TASK BRIEF: Below are records; copy exactly the line containing "If you could tag the dry" and every line after it, through the last.

Items from a data source:
#####
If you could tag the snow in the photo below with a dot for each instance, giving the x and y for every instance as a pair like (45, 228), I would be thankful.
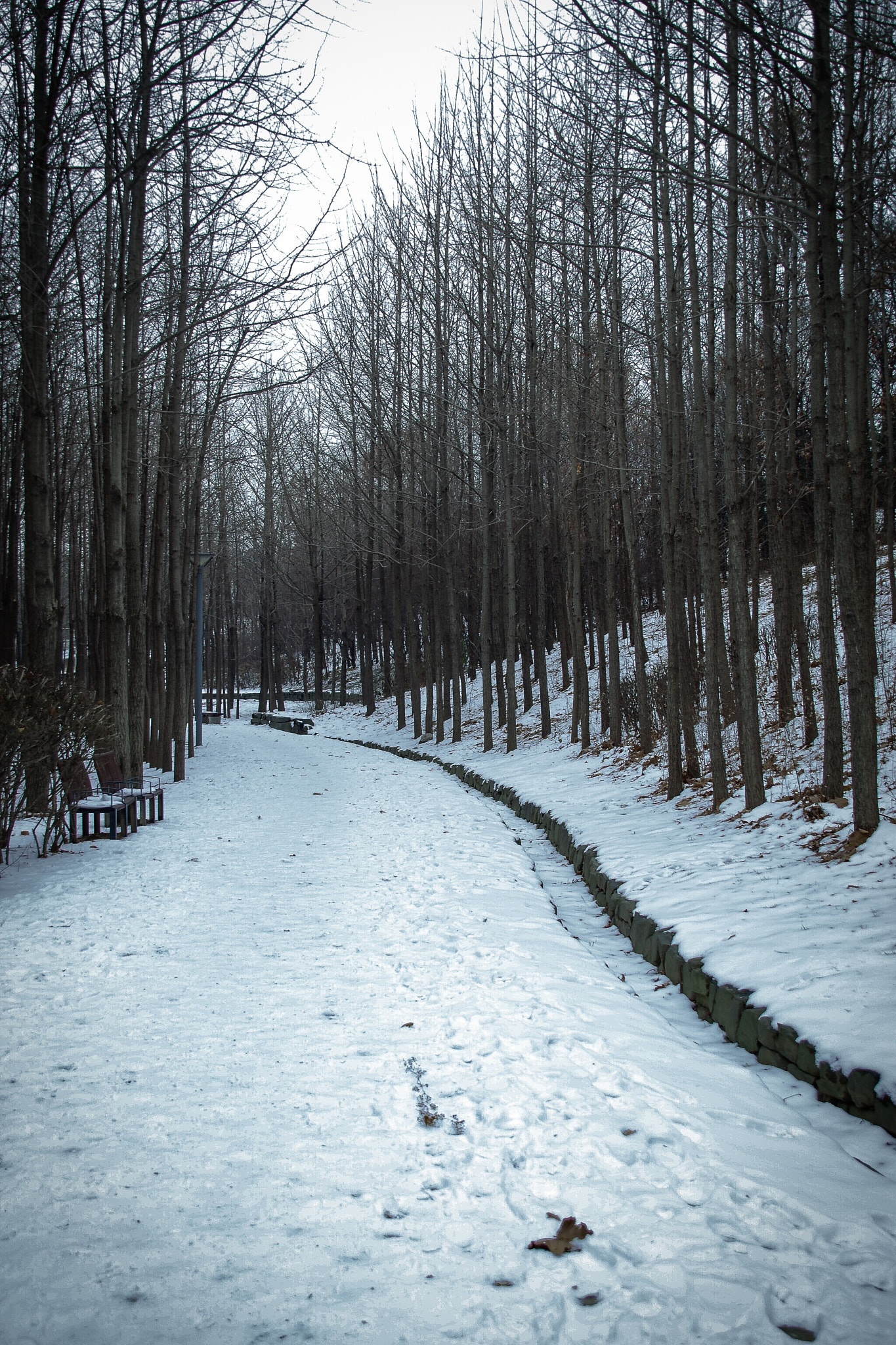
(210, 1128)
(762, 894)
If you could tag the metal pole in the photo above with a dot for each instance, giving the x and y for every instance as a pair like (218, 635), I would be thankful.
(199, 655)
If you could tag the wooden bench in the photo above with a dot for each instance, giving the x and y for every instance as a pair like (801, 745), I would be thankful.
(288, 722)
(85, 803)
(150, 795)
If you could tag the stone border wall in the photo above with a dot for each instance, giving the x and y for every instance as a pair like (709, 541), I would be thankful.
(740, 1020)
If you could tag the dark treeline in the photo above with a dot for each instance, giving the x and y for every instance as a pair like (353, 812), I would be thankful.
(147, 147)
(617, 337)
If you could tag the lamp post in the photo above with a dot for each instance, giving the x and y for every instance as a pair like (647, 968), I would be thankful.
(202, 562)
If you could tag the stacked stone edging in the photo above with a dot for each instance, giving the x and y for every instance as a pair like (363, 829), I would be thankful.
(731, 1007)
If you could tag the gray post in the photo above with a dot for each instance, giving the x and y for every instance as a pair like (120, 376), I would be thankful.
(199, 654)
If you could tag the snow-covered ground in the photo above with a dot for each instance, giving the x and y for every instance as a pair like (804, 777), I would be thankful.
(763, 896)
(210, 1121)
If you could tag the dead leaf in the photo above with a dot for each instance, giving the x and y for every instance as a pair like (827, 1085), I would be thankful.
(562, 1242)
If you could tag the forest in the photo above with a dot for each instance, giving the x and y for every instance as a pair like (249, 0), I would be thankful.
(614, 338)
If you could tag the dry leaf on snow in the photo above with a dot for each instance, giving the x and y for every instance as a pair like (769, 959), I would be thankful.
(562, 1242)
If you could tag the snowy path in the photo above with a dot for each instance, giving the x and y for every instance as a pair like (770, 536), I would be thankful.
(210, 1130)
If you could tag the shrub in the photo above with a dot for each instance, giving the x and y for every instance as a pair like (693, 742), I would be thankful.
#####
ANSWER TO THIS EXERCISE:
If you could tag the dry leaf on snow in the photo above with a dot for each instance, giving the x and y for every instance as a pair like (769, 959), I would be thankful.
(562, 1242)
If you could tag the snowy path in the photo above with a dot for each instance, giving the x and y for every instance as a pair like (770, 536), I would be thankful.
(210, 1130)
If you could tag the shrub in the photo above with a dot for each instance, giving the x and y for every instance as a pair like (693, 742), I would be thankful.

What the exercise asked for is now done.